## Required tasks
[A] From the MicroShift troubleshooting text, reproduce word for word the part that opens with the words containing "3.4. Storage migration" and closes with "requires manual review.".
[B] Answer these questions from the MicroShift troubleshooting text:
(i) What typically causes storage migration failures?
(ii) Which release status does MicroShift 4.13 have?
(iii) On an OSTree system, what automatically logs and acts on system health after an update?

3.4. Storage migration failed
Storage migration failures are typically caused by substantial changes in custom resources (CRs) from one MicroShift to the next. If a storage migration fails, there is usually an unresolvable discrepancy between versions that requires manual review.
Chapter 4. Troubleshoot updates
To troubleshoot MicroShift updates, use the following guide.
4.1. Troubleshooting MicroShift updates
In some cases, MicroShift might fail to update. In these events, it is helpful to understand failure types and how to troubleshoot them.
4.1.1. Update path is blocked by version incompatibility
RPM dependency errors result if a MicroShift update is incompatible with the version of Red Hat Enterprise Linux for Edge (RHEL for Edge) or Red Hat Enterprise Linux (RHEL).
4.1.1.1. Compatibility table
Check the following compatibility table:
Red Hat Device Edge release compatibility matrix
Red Hat Enterprise Linux (RHEL) and MicroShift work together as a single solution for device-edge computing. You can update each component separately, but the product versions must be compatible. For example, an update of MicroShift from 4.14 to 4.16 requires a {op-system} update. Supported configurations of Red Hat Device Edge use verified releases for each together as listed in the following table:
RHEL for Edge Version(s) | MicroShift Version | MicroShift Release Status | Supported MicroShift Version→MicroShift Version Updates |
9.4 | 4.16 | Generally Available | 4.16.0→4.16.z, 4.14→4.16 and 4.15→4.16 |
9.2, 9.3 | 4.15 | Generally Available | 4.15.0→4.15.z, 4.14→4.15 and 4.15→4.16 |
9.2, 9.3 | 4.14 | Generally Available | 4.14.0→4.14.z, 4.14→4.15 and 4.14→4.16 |
9.2 | 4.13 | Technology Preview | None |
8.7 | 4.12 | Developer Preview | None |
4.1.1.2. Version compatibility
Check the following update paths:
MicroShift update paths
- Generally Available Version 4.16.0 to 4.16.z on RHEL for Edge 9.4
- Generally Available Version 4.15.0 from RHEL 9.2 to 4.16.0 on RHEL 9.4
- Generally Available Version 4.14.0 from RHEL 9.2 to 4.16.0 on RHEL 9.4
4.1.2. OSTree update failed
If you updated on an OSTree system, the greenboot health check automatically logs and acts on system health. A failure can be indicated by a system rollback by greenboot. In cases where the update failed, but greenboot did not complete a system rollback, you can troubleshoot using the RHEL for Edge documentation linked in the "Additional resources" section that follows this content.

## Data records

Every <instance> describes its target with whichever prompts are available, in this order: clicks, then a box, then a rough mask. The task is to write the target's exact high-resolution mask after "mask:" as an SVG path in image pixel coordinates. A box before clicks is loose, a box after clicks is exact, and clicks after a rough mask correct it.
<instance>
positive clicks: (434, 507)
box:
---
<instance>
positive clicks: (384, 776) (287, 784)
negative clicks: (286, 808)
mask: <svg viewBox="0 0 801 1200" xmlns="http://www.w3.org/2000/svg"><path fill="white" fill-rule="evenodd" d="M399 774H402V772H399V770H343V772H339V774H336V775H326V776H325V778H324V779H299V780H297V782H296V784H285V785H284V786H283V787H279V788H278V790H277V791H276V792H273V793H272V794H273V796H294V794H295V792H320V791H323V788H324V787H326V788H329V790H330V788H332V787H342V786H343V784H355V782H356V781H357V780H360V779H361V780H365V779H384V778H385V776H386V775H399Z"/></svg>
==
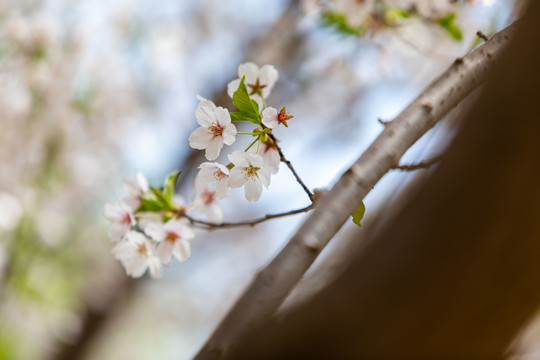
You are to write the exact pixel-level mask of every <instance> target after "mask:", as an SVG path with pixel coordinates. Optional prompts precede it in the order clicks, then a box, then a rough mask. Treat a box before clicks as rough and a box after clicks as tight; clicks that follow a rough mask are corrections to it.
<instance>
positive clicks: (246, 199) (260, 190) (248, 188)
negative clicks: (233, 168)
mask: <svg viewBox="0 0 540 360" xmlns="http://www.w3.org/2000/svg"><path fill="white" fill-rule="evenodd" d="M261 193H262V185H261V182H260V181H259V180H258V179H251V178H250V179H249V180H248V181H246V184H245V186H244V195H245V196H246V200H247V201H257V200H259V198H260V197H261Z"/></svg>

## Exercise answers
[A]
3.4. Storage migration failed
Storage migration failures are typically caused by substantial changes in custom resources (CRs) from one MicroShift to the next. If a storage migration fails, there is usually an unresolvable discrepancy between versions that requires manual review.

[B]
(i) Substantial changes in custom resources (CRs) from one MicroShift to the next.
(ii) Technology Preview.
(iii) The greenboot health check.